▶ Directions for this task: Pick out and copy every line of the material that contains the word "penguin", matching case exactly.

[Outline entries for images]
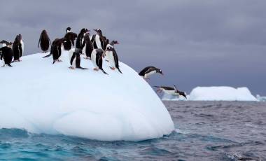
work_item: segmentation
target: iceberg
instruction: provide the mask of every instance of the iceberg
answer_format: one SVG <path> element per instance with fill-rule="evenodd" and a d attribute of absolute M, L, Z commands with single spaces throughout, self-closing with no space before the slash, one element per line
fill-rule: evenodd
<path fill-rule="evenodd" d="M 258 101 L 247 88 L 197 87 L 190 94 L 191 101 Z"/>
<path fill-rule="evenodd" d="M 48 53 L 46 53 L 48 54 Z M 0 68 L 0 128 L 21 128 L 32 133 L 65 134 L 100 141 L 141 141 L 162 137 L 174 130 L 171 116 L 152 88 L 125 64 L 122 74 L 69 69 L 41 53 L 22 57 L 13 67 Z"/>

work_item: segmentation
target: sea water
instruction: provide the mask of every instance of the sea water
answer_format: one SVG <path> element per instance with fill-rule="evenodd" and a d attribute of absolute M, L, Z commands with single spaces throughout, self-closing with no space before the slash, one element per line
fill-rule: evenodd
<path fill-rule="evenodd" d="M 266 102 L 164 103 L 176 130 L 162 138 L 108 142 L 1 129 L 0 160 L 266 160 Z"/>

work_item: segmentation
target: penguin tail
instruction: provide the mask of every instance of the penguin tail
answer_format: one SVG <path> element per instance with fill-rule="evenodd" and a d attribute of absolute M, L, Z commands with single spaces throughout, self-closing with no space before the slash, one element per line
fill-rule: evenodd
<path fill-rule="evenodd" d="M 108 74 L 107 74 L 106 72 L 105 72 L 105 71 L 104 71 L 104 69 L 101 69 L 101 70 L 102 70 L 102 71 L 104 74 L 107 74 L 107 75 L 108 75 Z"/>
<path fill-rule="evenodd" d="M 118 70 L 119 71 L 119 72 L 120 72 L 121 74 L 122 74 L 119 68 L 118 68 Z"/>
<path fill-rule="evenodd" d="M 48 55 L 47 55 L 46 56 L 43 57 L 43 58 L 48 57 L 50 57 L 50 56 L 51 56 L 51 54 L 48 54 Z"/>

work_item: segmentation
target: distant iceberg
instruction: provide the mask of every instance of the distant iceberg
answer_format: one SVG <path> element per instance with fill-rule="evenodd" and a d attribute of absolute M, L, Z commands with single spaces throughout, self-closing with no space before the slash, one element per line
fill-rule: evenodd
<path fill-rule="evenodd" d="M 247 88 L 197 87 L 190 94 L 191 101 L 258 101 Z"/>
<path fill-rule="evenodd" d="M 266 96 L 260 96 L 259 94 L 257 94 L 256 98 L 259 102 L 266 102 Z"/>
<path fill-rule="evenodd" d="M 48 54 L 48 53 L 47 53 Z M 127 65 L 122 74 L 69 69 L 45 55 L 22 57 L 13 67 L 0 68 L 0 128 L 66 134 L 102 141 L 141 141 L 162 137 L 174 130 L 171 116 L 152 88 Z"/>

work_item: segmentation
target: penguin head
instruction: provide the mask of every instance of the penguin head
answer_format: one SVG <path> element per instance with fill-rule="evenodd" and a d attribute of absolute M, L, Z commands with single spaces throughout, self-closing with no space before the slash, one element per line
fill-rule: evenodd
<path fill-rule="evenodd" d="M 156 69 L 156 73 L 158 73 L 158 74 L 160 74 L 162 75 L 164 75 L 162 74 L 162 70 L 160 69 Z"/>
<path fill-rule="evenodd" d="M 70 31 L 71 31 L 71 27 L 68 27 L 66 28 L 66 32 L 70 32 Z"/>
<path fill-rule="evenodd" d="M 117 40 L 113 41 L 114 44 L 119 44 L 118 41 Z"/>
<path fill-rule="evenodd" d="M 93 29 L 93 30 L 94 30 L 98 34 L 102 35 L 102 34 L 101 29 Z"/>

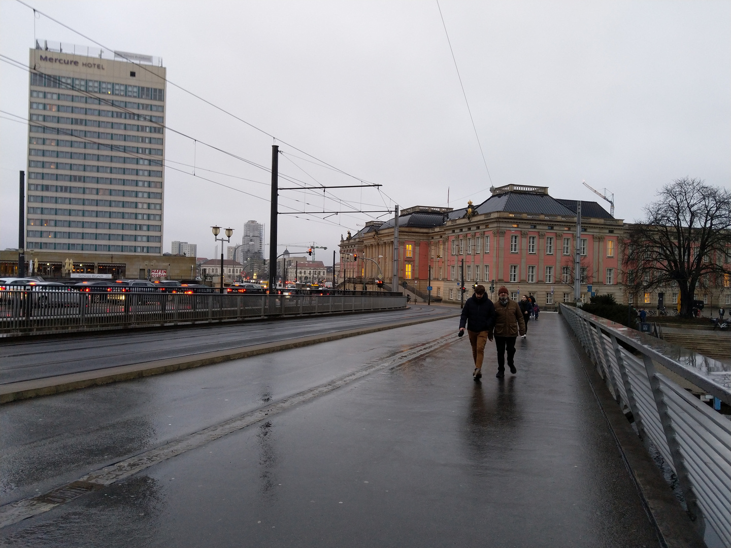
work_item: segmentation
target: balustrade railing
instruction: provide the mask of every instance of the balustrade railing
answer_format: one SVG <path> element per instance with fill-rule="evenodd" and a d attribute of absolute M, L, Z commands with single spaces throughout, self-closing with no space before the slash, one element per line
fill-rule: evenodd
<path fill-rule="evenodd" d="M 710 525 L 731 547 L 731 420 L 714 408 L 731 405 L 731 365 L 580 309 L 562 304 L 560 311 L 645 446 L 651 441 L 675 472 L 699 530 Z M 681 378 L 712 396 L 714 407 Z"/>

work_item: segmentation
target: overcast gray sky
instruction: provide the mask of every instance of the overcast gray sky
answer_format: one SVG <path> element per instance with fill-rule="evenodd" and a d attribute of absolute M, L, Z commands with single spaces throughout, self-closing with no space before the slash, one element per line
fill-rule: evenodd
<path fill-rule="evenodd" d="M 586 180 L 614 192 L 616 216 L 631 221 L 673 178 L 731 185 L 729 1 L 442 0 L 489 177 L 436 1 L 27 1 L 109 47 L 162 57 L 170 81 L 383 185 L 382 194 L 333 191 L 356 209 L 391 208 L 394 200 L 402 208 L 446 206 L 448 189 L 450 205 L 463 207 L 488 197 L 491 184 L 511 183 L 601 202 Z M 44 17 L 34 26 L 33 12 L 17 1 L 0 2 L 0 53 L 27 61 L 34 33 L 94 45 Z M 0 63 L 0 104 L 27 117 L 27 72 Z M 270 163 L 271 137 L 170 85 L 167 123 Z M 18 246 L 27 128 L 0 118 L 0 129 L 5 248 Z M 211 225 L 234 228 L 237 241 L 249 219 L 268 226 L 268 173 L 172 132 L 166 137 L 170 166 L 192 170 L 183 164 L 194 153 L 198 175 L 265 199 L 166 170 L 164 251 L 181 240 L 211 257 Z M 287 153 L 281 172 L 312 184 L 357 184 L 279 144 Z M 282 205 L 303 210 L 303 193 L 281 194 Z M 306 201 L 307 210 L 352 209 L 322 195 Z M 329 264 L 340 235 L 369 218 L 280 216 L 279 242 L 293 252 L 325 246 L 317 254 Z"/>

▶ Answer to the problem:
target: penguin tail
instruction: provide the mask of every instance of the penguin tail
target: penguin head
instruction: provide the mask of every instance of the penguin head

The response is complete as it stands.